MEN: Do not ever begin a conversation with these words. These, or, “Promise me you won’t get mad… but…” Seriously. Never. If you knew the kind of crazy that resides in our brains and you could see the millions of directions our thoughts go upon hearing this… you’d think twice. But I digress.
“I don’t mean to scare you, but I recently had a girl in here with your exact symptoms. She was taking the same medication you are (which is known for causing clotting). We did a chest x-ray; nothing showed up. Then she had a pulmonary embolism.”
“I am faxing the Cape hospital right now. I want you to go straight there, be examined by an ER doctor, and have a CT done immediately.”
I couldn’t even really react. I just nodded, we walked to the car, a couple of tears slipped out, and we were on our way.
Blood was drawn, chest x-ray was done. The ER doctor said all the tests with my bloodwork came back normal! “Except one.” What the HECK does THAT mean? So he ordered a CT.
Amusing side note: when they inject saline solution into your IV, you can taste it in your mouth. Did you know that? I did not. It was hilarious and weird. And when they inject contrast dye into your IV, you can taste the disgusting metal, your body is drowned in a wave of HOTNESS (preview of what menopause shall be like, I assume) and then you feel like you just urinated yourself. CHARMING!
Five hours in the ER later, I have acute bronchitis and asthma, folks. Asthma at 27. With George’s ginger genes, our four-eyed-ness, and our allergies/possible asthma, there is just no hope our children will ever be cool. Ever. We might as well teach them to enjoy swirlies when they’re toddlers.
══════════════════════════════
- ACTIVITY -
Please retype the ER visit account above word for word, in full.

- DATA SEGMENT -
══════════════════════════════
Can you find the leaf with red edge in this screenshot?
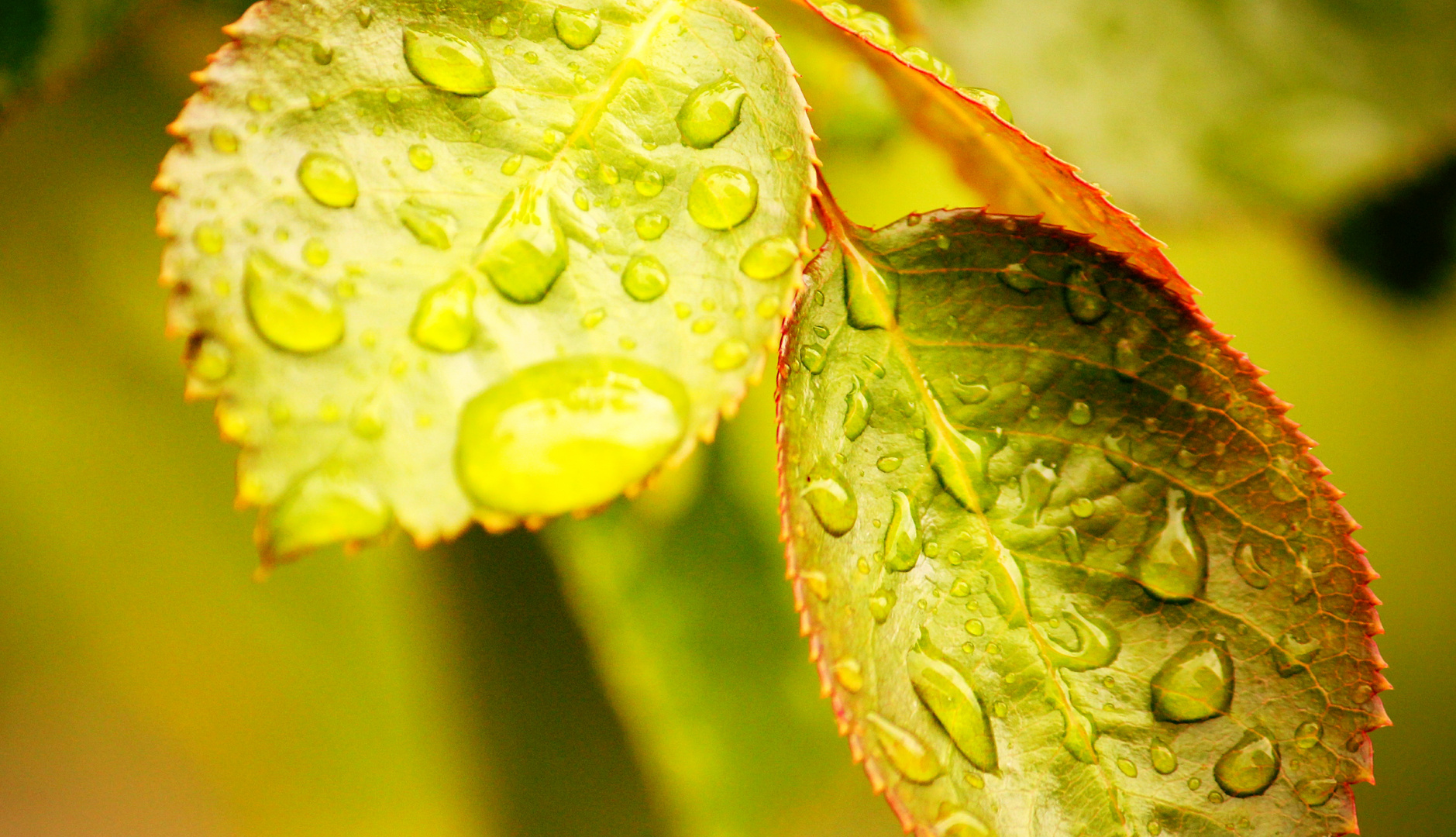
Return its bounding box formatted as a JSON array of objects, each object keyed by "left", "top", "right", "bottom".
[{"left": 779, "top": 191, "right": 1388, "bottom": 837}]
══════════════════════════════
- RESPONSE TO THE TASK -
MEN: Do not ever begin a conversation with these words. These, or, “Promise me you won’t get mad… but…” Seriously. Never. If you knew the kind of crazy that resides in our brains and you could see the millions of directions our thoughts go upon hearing this… you’d think twice. But I digress.
“I don’t mean to scare you, but I recently had a girl in here with your exact symptoms. She was taking the same medication you are (which is known for causing clotting). We did a chest x-ray; nothing showed up. Then she had a pulmonary embolism.”
“I am faxing the Cape hospital right now. I want you to go straight there, be examined by an ER doctor, and have a CT done immediately.”
I couldn’t even really react. I just nodded, we walked to the car, a couple of tears slipped out, and we were on our way.
Blood was drawn, chest x-ray was done. The ER doctor said all the tests with my bloodwork came back normal! “Except one.” What the HECK does THAT mean? So he ordered a CT.
Amusing side note: when they inject saline solution into your IV, you can taste it in your mouth. Did you know that? I did not. It was hilarious and weird. And when they inject contrast dye into your IV, you can taste the disgusting metal, your body is drowned in a wave of HOTNESS (preview of what menopause shall be like, I assume) and then you feel like you just urinated yourself. CHARMING!
Five hours in the ER later, I have acute bronchitis and asthma, folks. Asthma at 27. With George’s ginger genes, our four-eyed-ness, and our allergies/possible asthma, there is just no hope our children will ever be cool. Ever. We might as well teach them to enjoy swirlies when they’re toddlers.